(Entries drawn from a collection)
———
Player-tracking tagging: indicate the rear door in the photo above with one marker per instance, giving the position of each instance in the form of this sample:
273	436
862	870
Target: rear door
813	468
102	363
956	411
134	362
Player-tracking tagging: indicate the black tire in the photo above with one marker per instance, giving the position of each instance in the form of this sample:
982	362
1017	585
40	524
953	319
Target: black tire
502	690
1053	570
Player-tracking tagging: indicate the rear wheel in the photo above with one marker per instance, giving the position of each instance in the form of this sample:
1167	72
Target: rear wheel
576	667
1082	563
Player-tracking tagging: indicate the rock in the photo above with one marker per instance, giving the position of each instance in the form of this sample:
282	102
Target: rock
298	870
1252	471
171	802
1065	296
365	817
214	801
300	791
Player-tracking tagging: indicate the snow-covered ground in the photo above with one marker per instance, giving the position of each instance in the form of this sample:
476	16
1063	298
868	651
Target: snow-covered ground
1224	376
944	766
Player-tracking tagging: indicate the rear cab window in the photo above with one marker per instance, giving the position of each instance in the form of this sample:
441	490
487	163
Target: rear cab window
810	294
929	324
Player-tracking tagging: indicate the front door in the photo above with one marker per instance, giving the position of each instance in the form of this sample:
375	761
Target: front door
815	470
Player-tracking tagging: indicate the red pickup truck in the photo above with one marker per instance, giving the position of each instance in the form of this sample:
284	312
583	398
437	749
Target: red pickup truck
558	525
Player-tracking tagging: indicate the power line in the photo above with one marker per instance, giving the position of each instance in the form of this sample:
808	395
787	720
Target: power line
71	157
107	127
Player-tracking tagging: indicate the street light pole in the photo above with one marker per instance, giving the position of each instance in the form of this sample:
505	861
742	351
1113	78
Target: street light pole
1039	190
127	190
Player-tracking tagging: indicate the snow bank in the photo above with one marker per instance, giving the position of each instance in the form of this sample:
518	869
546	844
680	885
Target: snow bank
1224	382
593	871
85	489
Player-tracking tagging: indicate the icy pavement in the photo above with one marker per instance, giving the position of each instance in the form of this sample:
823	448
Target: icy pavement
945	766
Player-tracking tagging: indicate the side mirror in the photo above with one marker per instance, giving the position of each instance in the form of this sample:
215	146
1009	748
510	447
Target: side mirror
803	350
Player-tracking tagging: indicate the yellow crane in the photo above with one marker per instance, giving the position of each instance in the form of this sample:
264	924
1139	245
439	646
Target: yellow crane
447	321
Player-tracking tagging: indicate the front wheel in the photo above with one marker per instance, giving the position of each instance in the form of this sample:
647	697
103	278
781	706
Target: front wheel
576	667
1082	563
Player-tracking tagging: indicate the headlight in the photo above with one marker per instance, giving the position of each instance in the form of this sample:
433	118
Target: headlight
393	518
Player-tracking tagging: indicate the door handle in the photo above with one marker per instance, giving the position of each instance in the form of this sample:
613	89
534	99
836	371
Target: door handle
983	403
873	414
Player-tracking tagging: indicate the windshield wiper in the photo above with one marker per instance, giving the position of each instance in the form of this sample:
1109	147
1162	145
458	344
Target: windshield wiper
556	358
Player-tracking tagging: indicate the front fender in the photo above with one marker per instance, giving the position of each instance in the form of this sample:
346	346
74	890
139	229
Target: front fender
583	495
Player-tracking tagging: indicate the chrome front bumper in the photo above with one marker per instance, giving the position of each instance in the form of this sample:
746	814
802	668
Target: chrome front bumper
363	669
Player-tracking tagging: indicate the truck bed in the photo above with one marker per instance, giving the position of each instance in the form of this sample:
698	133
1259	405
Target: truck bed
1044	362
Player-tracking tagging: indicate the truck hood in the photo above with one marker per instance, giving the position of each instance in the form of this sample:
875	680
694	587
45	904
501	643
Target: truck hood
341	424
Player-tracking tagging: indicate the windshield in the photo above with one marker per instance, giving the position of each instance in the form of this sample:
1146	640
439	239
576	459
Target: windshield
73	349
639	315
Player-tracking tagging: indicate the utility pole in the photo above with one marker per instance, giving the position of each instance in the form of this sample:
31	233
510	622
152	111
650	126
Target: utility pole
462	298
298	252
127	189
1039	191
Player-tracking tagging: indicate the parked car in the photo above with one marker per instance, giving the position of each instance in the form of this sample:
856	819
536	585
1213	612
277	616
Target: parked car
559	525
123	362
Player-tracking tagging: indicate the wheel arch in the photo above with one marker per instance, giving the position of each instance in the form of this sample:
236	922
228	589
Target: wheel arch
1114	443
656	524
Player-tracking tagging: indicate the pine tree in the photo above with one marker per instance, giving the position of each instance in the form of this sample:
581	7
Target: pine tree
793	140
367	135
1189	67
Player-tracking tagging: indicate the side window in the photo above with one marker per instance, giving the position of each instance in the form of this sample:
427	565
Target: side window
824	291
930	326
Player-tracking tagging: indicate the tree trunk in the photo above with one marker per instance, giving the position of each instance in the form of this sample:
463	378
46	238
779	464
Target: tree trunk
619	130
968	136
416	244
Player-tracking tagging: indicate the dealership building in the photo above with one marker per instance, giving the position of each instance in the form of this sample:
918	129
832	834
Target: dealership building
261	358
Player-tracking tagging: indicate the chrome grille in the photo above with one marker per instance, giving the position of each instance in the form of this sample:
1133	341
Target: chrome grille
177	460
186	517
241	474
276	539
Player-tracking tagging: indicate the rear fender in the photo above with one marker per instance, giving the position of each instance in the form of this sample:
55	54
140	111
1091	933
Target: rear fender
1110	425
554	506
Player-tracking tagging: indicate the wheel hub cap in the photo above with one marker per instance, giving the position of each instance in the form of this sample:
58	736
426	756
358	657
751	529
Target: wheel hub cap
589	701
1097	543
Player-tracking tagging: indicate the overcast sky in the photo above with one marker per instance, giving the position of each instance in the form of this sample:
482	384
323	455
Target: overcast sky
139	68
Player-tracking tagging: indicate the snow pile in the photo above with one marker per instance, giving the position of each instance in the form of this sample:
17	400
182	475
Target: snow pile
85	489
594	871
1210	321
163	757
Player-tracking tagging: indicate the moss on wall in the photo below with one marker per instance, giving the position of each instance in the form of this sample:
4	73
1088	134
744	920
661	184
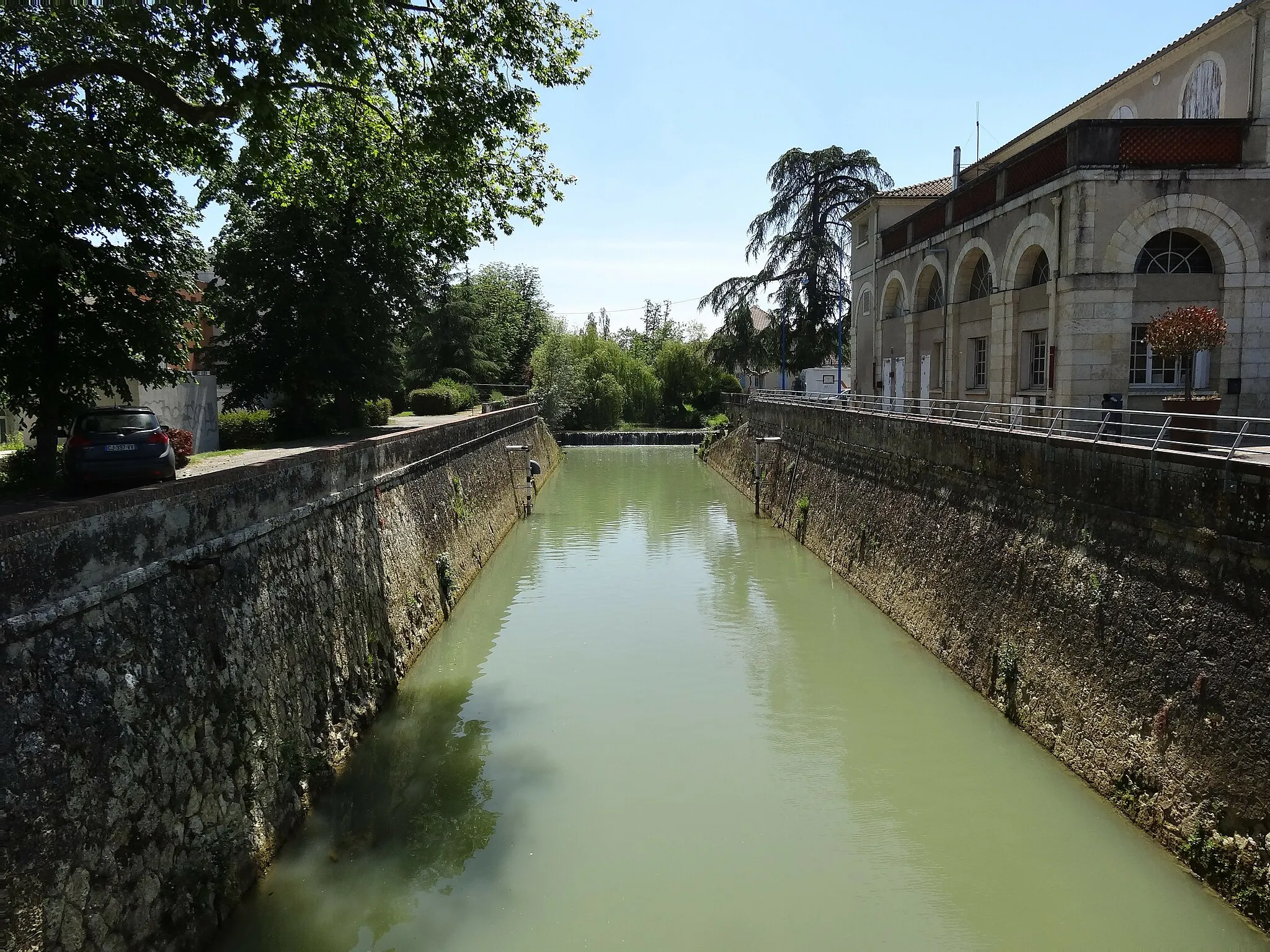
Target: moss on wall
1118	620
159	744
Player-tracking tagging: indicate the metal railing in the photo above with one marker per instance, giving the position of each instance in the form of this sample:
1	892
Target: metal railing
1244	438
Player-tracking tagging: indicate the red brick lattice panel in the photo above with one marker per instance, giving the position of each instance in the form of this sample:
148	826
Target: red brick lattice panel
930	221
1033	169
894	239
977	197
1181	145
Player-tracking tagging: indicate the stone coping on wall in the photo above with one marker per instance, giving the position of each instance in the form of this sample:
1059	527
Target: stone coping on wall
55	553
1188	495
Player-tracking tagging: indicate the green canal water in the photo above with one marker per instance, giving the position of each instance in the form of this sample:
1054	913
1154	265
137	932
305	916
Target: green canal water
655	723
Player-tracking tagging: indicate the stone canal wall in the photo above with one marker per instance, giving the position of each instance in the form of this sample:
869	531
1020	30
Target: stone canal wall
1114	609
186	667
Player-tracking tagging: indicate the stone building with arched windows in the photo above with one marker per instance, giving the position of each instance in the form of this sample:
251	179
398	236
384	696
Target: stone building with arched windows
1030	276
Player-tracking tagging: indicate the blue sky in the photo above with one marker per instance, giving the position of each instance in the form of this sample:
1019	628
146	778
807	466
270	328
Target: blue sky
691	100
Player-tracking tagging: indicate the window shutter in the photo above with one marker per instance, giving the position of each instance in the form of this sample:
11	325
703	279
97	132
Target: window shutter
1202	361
———
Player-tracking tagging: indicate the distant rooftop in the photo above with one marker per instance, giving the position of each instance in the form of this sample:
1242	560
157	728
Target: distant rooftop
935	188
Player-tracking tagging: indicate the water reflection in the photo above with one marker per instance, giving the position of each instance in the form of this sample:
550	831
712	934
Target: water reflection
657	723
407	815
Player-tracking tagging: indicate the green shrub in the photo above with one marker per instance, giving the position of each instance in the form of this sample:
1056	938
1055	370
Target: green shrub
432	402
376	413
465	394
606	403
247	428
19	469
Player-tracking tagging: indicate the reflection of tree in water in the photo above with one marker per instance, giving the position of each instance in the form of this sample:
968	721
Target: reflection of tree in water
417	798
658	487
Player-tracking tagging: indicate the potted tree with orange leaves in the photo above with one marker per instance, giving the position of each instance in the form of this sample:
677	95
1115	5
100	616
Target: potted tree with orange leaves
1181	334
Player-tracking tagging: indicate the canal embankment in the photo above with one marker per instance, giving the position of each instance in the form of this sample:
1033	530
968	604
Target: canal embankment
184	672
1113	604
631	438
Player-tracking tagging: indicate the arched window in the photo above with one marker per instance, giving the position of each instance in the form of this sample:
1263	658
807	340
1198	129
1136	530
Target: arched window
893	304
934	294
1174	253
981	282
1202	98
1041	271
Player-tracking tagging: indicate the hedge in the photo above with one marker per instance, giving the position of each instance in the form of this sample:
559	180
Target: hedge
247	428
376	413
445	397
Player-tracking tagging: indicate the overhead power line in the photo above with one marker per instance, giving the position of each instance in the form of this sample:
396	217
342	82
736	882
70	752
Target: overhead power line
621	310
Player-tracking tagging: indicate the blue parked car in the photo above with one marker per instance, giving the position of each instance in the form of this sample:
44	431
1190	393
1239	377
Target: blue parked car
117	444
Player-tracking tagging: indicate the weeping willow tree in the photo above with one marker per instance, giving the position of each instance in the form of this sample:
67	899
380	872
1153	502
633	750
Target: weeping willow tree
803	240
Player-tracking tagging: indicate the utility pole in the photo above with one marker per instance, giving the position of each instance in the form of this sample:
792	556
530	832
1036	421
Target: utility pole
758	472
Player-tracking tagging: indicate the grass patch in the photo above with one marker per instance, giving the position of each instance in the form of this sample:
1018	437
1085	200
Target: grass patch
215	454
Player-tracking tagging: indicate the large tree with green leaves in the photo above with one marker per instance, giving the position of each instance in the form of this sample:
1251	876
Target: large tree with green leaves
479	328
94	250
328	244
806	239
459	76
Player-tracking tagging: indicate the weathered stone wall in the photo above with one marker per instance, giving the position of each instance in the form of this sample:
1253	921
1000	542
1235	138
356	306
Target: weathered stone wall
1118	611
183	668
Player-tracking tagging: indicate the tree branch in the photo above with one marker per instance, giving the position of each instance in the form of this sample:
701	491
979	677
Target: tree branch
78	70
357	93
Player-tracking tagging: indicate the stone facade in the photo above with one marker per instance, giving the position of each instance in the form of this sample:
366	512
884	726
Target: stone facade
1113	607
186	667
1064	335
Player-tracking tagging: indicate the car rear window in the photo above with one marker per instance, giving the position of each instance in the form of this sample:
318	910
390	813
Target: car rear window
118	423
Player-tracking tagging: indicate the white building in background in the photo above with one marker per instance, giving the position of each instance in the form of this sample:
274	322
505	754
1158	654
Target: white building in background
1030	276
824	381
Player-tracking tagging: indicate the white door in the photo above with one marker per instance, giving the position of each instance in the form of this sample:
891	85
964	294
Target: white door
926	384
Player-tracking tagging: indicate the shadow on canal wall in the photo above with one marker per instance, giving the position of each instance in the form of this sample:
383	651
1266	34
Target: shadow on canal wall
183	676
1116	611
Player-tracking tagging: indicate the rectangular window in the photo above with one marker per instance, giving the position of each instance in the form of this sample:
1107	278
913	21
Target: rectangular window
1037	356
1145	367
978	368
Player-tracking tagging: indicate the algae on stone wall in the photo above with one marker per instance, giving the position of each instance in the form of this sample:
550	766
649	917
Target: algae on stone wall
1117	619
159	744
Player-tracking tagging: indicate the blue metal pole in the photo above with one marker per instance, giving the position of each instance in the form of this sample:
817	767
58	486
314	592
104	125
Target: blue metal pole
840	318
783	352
———
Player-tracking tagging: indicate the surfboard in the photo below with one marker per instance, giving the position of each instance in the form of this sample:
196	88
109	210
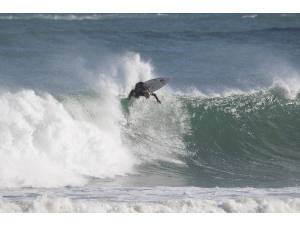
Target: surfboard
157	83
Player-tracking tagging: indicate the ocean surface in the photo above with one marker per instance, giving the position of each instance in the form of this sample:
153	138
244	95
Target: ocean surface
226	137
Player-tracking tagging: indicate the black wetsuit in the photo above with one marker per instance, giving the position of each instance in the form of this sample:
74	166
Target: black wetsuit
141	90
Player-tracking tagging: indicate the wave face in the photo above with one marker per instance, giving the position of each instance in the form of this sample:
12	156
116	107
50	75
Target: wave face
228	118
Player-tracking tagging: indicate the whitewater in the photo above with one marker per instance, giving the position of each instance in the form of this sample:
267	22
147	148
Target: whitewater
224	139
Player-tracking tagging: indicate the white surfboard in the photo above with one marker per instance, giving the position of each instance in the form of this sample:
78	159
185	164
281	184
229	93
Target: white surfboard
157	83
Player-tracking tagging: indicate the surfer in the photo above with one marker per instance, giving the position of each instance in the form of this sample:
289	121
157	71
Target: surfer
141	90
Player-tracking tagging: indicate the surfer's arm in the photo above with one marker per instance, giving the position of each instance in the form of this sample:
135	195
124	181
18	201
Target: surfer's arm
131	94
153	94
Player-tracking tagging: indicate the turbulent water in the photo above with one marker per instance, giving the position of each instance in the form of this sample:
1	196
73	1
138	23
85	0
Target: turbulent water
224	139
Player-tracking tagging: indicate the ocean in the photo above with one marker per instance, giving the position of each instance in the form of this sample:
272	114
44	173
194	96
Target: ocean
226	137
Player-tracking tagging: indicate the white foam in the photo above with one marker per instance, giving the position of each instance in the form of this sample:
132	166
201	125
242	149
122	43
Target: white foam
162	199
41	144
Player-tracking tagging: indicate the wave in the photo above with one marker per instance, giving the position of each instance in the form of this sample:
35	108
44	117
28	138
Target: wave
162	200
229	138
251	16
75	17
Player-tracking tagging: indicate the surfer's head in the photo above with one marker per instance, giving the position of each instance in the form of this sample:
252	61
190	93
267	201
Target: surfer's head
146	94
———
List every line of the items above that contains the word "arched".

*Problem solution*:
Player-tracking tagging: indicate the stone building with arched windows in the photo above with one marker per instance, giving the position of each instance in the form of this sample:
Target: stone building with arched windows
Player-tracking tagging: indicate the arched window in the photo above with one marker per instance, giving the position of each instance in the form of this sample:
Target: arched window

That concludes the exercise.